### WORK INSTRUCTIONS
Render every line of the rows below as a Markdown table with two columns, "No." for the row number and "Line" for the line itself, skipping blank lines. Leave the pictures out of the answer.

Saved data entries:

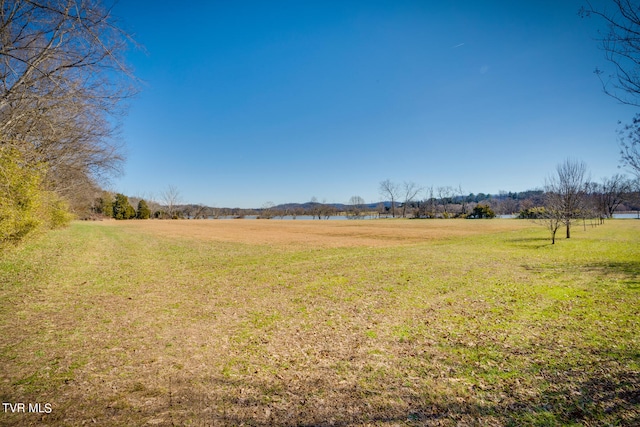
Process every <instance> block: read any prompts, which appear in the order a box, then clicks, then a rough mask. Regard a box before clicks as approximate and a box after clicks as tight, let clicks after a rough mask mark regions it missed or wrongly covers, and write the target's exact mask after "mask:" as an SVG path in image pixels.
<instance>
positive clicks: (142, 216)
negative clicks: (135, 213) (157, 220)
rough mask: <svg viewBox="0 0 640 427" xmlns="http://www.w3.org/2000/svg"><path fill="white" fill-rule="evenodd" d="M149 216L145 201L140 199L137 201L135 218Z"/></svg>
mask: <svg viewBox="0 0 640 427" xmlns="http://www.w3.org/2000/svg"><path fill="white" fill-rule="evenodd" d="M150 216H151V210H150V209H149V206H148V205H147V202H145V201H144V200H142V199H141V200H140V201H139V202H138V212H136V218H138V219H149V217H150Z"/></svg>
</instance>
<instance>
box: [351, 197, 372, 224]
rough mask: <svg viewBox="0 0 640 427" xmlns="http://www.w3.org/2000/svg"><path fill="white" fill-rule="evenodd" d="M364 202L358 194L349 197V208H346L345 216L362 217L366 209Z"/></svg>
mask: <svg viewBox="0 0 640 427" xmlns="http://www.w3.org/2000/svg"><path fill="white" fill-rule="evenodd" d="M366 204H367V203H366V202H365V201H364V199H363V198H362V197H360V196H351V198H350V199H349V205H350V206H349V208H348V209H347V212H346V214H347V218H350V219H362V217H363V216H364V212H365V209H366Z"/></svg>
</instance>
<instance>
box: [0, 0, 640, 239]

### EXERCISE OUTPUT
| No. | Line |
|---|---|
| 1 | Process every <instance> block: read any prompts, which appear in the order a box, then clicks, then a rough mask. Regard a box before clicks as approximate and a box after clicks as tight, let clicks after a rough mask mark regions it missed or wrongly covers, and write the target's exact mask after "mask:" as an SVG path in image pixels. |
| 2 | <instance> |
| 3 | positive clicks: (142, 216) |
| 4 | negative clicks: (135, 213) (157, 220) |
| 5 | rough mask: <svg viewBox="0 0 640 427" xmlns="http://www.w3.org/2000/svg"><path fill="white" fill-rule="evenodd" d="M149 216L145 201L140 199L137 201L135 218Z"/></svg> |
| 6 | mask: <svg viewBox="0 0 640 427" xmlns="http://www.w3.org/2000/svg"><path fill="white" fill-rule="evenodd" d="M150 216H151V210H150V209H149V206H148V205H147V202H145V201H144V200H142V199H141V200H140V201H139V202H138V212H136V218H138V219H149V217H150Z"/></svg> |
| 7 | </instance> |
| 8 | <instance> |
| 9 | box: [351, 197, 372, 224] |
| 10 | rough mask: <svg viewBox="0 0 640 427" xmlns="http://www.w3.org/2000/svg"><path fill="white" fill-rule="evenodd" d="M364 202L358 194L349 197V208H346L345 216L362 217L366 209Z"/></svg> |
| 11 | mask: <svg viewBox="0 0 640 427" xmlns="http://www.w3.org/2000/svg"><path fill="white" fill-rule="evenodd" d="M366 204H367V203H366V202H365V201H364V199H363V198H362V197H360V196H351V198H350V199H349V205H350V206H349V208H348V209H347V212H346V214H347V218H350V219H362V217H363V216H364V212H365V209H366Z"/></svg> |
| 12 | </instance> |
| 13 | <instance> |
| 14 | box: [0, 0, 640, 239] |